[Entrées d'étiquetage de la position d'objets]
--------------------------------------------------
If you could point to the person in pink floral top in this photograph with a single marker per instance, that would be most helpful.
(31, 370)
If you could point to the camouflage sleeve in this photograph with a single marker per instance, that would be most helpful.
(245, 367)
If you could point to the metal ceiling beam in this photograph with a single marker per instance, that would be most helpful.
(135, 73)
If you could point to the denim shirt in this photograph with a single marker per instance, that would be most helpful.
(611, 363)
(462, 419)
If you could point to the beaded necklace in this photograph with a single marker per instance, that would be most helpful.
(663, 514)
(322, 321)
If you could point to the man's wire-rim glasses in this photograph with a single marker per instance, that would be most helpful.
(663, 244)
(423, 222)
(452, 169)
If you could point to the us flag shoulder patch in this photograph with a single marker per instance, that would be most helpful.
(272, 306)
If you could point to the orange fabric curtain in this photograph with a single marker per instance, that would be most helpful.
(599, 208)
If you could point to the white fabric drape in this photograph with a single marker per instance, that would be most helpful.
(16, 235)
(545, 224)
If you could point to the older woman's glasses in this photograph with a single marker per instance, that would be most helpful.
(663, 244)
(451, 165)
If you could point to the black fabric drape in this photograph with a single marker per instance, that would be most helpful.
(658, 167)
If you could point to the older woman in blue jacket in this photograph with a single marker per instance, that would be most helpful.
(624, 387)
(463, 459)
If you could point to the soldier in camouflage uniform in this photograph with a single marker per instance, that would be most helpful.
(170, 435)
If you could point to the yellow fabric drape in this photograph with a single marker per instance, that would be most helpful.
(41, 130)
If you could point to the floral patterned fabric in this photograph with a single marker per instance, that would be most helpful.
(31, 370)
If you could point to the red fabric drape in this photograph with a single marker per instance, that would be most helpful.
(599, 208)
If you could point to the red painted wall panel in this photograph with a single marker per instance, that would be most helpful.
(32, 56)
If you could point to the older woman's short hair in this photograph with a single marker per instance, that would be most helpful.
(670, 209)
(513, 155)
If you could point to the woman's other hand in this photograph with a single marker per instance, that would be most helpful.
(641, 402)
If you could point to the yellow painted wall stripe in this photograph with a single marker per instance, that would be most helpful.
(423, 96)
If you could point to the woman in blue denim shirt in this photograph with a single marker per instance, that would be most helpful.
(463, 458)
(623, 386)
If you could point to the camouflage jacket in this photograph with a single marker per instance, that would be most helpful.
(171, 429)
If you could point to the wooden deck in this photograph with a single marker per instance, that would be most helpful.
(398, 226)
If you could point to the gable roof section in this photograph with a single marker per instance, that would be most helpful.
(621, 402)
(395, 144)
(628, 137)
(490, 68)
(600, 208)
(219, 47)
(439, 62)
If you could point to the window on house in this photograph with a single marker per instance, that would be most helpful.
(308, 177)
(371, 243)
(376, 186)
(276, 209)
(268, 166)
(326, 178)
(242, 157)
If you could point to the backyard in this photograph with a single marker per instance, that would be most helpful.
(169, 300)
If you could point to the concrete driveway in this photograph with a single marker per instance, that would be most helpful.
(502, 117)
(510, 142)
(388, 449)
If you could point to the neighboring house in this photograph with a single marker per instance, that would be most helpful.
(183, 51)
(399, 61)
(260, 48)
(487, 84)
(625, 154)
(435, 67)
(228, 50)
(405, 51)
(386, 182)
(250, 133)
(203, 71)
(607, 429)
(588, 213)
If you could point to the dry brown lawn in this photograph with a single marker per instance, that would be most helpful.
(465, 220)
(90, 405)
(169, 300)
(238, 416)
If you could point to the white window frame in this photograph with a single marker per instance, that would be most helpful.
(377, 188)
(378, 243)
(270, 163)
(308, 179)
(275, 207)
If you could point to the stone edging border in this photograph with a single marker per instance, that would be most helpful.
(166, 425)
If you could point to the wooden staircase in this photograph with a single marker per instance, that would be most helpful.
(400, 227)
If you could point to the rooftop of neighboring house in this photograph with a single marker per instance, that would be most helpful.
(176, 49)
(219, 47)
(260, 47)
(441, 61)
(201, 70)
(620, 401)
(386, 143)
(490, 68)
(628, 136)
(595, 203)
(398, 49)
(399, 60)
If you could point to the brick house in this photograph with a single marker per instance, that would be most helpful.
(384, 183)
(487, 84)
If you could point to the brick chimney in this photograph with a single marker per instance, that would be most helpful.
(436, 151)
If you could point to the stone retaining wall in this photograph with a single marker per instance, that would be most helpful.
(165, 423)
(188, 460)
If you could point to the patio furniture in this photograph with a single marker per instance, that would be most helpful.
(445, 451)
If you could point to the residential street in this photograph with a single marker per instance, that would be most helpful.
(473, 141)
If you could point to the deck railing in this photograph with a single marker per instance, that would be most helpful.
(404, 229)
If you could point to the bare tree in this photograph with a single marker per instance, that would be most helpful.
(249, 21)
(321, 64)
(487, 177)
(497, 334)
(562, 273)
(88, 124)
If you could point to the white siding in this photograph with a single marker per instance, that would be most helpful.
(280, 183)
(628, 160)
--------------------------------------------------
À FAIRE ->
Reportez telles quelles les lignes en partant de celle qui contient « If you could point to the rooftop » et en allant jusqu'à la dernière ligne.

RÉPONSE ->
If you could point to the rooftop of neighboring house in this photograph with a single marker per instance, that would be most helpful.
(176, 49)
(219, 47)
(260, 47)
(441, 61)
(201, 70)
(620, 401)
(386, 143)
(490, 68)
(628, 136)
(595, 203)
(398, 49)
(399, 60)
If you could point to the brick house in this photograph with a single marker per instance, that would be most helpful.
(384, 183)
(487, 84)
If you could point to the brick chimney in this photograph with a single marker per instance, that would be most helpful.
(436, 151)
If you could point to the stone retaining wall in this photograph with a single marker per instance, that would be most helpful.
(165, 423)
(188, 460)
If you could point to the patio furniture in this photograph with a single marker per instance, that would be most helpful.
(445, 451)
If you could point to the residential street in this photograph with a single marker per instance, that would be most helpful.
(473, 141)
If you could point to the deck railing in this photograph with a single marker per instance, that would be most helpful.
(404, 229)
If you could point to the bare tree in this photograph with a single marker per instance, that would be most helpful.
(249, 21)
(321, 64)
(487, 177)
(497, 334)
(562, 273)
(88, 124)
If you could point to the white siding in this photograph with a single marker per instance, that would be most helpful.
(280, 183)
(628, 160)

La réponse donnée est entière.